Return each line from the records below that includes the word "green", treating uppercase and lowercase as different.

# DATASET ENTRIES:

※

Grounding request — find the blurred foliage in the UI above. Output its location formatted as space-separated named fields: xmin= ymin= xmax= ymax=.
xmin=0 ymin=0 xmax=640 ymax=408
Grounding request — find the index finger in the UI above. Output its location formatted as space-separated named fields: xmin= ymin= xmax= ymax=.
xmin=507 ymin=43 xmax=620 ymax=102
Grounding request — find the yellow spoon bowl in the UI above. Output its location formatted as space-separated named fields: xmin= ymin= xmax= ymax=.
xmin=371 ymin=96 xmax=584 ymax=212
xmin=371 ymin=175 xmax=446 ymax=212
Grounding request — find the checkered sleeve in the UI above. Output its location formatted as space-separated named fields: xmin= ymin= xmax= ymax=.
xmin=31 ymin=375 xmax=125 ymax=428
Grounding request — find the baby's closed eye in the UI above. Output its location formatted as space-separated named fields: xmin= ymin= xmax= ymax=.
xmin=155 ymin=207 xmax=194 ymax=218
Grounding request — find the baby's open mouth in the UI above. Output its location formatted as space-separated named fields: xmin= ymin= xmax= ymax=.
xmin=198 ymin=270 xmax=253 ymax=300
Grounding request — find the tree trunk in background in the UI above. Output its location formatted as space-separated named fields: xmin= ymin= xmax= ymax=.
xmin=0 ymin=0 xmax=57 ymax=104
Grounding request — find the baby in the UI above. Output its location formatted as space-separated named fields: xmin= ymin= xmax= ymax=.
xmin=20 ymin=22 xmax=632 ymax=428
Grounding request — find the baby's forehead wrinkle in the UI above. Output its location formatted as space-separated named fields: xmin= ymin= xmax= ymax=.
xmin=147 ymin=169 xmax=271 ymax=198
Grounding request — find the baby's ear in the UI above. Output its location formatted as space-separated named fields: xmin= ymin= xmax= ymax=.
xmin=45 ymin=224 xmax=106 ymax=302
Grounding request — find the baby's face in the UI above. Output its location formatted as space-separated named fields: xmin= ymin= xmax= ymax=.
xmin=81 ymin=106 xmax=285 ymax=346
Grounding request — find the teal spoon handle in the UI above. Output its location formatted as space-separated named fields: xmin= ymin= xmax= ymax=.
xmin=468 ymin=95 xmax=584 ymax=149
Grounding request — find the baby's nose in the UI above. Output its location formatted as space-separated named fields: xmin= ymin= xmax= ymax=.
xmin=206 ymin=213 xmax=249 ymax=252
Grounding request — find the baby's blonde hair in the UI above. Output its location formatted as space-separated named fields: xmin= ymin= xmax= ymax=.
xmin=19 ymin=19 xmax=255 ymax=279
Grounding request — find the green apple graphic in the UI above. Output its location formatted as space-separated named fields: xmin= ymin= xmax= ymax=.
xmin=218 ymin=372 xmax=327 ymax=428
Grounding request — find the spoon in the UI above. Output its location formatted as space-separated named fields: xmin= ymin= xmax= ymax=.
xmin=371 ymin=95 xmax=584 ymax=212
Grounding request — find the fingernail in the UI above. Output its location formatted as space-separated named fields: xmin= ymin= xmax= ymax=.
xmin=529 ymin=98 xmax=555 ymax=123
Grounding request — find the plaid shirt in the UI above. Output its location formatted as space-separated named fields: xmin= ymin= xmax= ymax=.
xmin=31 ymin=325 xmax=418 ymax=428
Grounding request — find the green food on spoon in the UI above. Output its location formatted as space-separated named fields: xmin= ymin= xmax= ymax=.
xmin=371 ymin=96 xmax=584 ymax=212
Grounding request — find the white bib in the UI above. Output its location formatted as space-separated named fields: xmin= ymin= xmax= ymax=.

※

# FINAL RESULT:
Grounding request — find the green apple graphic in the UI above. Output its location formatted as space-separated named fields: xmin= ymin= xmax= ymax=.
Grounding request — find the green food on spoon in the UI above. Output its location formatted as space-separated named fields: xmin= ymin= xmax= ymax=.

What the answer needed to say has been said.